Dataset entries
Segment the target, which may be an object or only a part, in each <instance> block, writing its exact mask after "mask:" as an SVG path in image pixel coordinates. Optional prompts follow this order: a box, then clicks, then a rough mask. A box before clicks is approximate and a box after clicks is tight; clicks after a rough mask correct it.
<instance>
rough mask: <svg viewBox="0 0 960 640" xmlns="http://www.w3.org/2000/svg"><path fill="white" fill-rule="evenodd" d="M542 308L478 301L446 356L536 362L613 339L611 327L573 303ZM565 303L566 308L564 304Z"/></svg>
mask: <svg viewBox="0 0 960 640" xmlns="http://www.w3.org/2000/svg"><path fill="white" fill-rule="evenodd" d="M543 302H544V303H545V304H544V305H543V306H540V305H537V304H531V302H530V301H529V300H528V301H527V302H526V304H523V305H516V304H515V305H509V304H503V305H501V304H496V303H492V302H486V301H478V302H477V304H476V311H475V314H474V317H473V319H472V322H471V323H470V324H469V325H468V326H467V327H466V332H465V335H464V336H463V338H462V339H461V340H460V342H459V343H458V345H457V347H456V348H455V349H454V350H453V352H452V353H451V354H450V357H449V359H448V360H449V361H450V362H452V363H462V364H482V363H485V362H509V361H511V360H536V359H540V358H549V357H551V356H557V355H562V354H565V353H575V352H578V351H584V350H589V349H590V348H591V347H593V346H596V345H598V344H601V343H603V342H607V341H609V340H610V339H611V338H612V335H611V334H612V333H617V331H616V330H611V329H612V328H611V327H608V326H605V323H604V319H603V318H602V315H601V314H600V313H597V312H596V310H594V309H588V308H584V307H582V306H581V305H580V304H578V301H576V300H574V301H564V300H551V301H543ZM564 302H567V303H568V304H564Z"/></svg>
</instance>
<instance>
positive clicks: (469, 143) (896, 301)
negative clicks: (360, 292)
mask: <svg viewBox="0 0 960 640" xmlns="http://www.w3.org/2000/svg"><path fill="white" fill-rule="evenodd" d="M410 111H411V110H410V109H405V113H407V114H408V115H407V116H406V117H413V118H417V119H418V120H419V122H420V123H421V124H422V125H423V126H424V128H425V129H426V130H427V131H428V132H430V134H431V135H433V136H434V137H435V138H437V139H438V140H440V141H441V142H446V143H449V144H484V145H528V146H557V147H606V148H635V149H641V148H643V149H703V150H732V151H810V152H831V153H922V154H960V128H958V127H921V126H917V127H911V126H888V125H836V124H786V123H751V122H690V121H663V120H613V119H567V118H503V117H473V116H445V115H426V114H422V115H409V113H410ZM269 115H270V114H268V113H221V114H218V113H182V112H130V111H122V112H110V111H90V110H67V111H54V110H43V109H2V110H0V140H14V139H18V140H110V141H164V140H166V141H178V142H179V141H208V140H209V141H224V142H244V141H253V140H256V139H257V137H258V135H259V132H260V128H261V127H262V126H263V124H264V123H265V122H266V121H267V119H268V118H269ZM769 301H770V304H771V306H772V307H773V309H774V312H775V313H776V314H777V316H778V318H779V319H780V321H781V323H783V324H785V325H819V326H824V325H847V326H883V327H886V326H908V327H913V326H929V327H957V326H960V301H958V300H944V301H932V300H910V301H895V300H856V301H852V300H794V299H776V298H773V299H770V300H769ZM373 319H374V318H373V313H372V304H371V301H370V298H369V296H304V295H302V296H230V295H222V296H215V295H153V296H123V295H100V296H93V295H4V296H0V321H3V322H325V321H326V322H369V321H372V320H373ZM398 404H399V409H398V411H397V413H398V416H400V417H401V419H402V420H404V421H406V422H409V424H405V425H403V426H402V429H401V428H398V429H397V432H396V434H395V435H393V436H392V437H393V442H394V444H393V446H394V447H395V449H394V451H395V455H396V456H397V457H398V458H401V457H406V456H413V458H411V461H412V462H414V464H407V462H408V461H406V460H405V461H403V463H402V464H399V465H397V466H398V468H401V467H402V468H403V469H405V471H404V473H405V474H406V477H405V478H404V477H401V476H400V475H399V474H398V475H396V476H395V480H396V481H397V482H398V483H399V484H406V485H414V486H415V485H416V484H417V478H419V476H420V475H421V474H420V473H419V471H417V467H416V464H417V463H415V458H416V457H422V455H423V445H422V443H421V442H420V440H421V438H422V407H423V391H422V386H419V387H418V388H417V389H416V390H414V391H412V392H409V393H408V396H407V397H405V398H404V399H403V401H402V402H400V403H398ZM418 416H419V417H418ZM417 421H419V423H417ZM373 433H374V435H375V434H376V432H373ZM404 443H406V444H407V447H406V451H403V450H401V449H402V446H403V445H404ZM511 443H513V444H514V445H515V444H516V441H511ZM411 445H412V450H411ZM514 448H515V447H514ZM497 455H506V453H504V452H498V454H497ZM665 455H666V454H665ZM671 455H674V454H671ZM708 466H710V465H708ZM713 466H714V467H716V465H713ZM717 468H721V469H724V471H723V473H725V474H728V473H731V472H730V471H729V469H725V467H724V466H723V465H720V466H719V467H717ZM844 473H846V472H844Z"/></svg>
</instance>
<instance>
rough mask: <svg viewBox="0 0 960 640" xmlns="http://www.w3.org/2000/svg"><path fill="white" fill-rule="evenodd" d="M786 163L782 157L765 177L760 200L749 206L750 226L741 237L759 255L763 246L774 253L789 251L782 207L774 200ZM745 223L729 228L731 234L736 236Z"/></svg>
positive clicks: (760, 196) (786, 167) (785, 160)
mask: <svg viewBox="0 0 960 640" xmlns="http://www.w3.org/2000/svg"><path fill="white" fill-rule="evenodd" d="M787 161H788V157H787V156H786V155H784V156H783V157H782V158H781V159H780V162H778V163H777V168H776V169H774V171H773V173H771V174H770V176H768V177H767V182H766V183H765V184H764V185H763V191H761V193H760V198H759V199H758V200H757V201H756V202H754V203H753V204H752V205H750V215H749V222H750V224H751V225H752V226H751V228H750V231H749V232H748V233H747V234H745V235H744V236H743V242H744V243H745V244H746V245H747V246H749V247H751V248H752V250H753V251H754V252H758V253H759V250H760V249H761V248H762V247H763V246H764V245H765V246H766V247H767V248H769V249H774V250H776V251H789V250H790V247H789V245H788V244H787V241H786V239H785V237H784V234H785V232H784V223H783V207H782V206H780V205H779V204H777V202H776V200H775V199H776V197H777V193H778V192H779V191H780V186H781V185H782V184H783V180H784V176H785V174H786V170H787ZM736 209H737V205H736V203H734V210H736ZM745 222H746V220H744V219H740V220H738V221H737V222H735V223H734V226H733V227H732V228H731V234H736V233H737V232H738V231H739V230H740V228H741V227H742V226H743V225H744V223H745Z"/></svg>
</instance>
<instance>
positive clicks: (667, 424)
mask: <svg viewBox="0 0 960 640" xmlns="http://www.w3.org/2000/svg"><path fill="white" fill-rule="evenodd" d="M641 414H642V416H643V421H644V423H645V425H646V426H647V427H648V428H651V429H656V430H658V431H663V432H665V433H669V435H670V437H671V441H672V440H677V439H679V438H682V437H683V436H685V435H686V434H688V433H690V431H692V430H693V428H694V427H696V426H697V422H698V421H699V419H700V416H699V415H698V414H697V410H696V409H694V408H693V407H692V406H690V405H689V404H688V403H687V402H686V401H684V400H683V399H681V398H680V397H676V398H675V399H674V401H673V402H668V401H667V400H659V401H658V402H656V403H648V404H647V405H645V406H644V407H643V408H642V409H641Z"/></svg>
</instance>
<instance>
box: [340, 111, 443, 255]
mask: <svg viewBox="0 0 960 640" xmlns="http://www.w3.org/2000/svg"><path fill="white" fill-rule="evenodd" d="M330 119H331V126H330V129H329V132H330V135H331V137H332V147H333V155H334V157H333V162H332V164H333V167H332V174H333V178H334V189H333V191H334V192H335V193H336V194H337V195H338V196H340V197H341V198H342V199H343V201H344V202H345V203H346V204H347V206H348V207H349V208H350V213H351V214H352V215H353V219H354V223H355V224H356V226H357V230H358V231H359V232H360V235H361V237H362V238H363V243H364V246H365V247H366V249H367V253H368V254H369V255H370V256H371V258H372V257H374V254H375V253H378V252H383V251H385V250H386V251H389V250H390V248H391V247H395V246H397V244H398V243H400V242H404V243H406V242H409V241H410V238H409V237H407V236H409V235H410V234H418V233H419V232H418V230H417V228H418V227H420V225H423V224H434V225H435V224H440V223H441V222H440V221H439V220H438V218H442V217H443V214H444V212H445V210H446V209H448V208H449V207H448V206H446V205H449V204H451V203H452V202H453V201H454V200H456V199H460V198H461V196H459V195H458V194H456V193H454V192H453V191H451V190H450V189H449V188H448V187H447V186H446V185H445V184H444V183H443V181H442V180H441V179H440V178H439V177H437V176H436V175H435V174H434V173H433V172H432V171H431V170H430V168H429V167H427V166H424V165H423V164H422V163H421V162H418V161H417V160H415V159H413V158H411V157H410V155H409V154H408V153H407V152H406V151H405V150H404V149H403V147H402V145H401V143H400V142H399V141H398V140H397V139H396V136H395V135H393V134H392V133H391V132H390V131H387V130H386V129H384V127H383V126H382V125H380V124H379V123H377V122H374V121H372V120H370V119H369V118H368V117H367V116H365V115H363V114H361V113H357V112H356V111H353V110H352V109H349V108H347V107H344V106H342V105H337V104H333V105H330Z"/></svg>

*YOUR TASK:*
Rewrite the items from the first line up to and including the line that contains "308L478 301L446 356L536", with "Segment" changed to "Outline" and nothing else altered.

*RESPONSE BELOW:*
Outline the target, which may be an object or only a part, in each <instance> block, writing its exact mask after "mask:" as an SVG path in image pixel coordinates. Optional prompts follow this order: a box, then clicks, then a rough mask. A box before clicks is approximate and a box after clicks is tight; clicks after a rough mask correct it.
<instance>
rough mask: <svg viewBox="0 0 960 640" xmlns="http://www.w3.org/2000/svg"><path fill="white" fill-rule="evenodd" d="M542 308L478 301L446 356L536 362L613 339L611 327L573 303ZM565 303L566 308L564 304Z"/></svg>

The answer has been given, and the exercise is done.